PROBLEMS TO WORK ON:
1. Answer these from the passage on speaker voice characteristics, one line each:
(a) Under which regulation are the priority applications incorporated by reference?
(b) Which speakers are commonly associated with lower pitched voices?
(c) In the recruiter example, what may be increased by preventing the recruiter from forming conclusions based on the applicant's voice?
2. Write a continuation of the passage on speaker voice characteristics, beginning after its final sentence.

SUPPLIED PASSAGE:
INCORPORATION BY REFERENCE TO ANY PRIORITY APPLICATIONS

Any and all applications for which a foreign or domestic priority claim is identified in the Application Data Sheet as filed with the present application are hereby incorporated by reference under 37 CFR 1.57.

BACKGROUND

An audio signal representing speech may convey information allowing a listener to identify certain characteristics about the speaker. For example, male speakers are commonly associated with lower pitched voices than female speakers. Similarly, some listeners may draw inferences about a speaker's race, age, emotional state or physical attractiveness from listening to an audio signal representing their voice. In certain situations, it may be desirable to prevent the listener from drawing such inferences. For example, when a recruiter listens to a prospective applicant speaking through a voice connection, it may increase the objectivity of the process if the recruiter is prevented from forming conclusions based on characteristics of the applicant's voice.

SOURCE DATA:

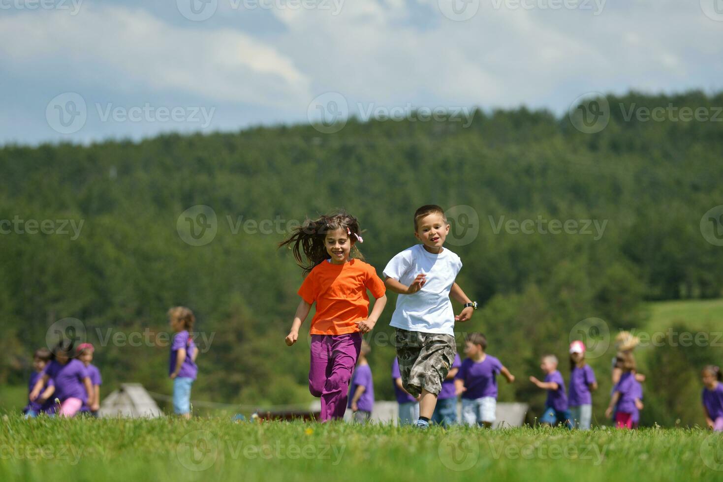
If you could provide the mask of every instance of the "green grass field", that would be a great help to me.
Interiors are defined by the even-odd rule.
[[[1,481],[722,480],[706,431],[3,417]],[[721,444],[723,447],[723,444]],[[720,452],[720,453],[719,453]]]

ANSWER SET:
1.
(a) 37 CFR 1.57.
(b) Male speakers.
(c) The objectivity of the process.

2.
Because such inferences may be drawn on a subconscious level by some listeners, it may be difficult for those listeners to refrain from drawing such inferences even when the listener consciously wishes to do so. Accordingly, a system that prevents the listener from drawing such inferences without significantly impeding the effective verbal communication between the speaker and the listener is desirable.

While techniques for adjusting pitch without affecting the duration of a signal are well known, simple pitch shifting provides poor results for voice masking because certain patterns that human listeners rely on to understand the speech content of the signal may be disrupted.

Source-Filter Model

Without being limited by theory, it is believed that the sound of a speaker's voice is significantly determined by resonances of one fundamental frequency that is produced in the speaker's larynx. A variation of this fundamental frequency is generally perceived as change of pitch in the voice. The fundamental and resonant frequencies produced in the larynx are filtered by the speaker's vocal tract. Depending on the spoken phoneme, the speaker's vocal tract will emphasize some frequencies and attenuate others.

The human vocal system may thus be conceptualized using a source-filter model, wherein the source corresponds to the larynx and the filter corresponds to the vocal tract. The frequencies which are most strongly emphasized by the vocal tract during a particular period of vocalization are referred to as formant frequencies. When the vocal tract is viewed as a filter, these formant frequencies may be considered the peaks of the filter's transmission function.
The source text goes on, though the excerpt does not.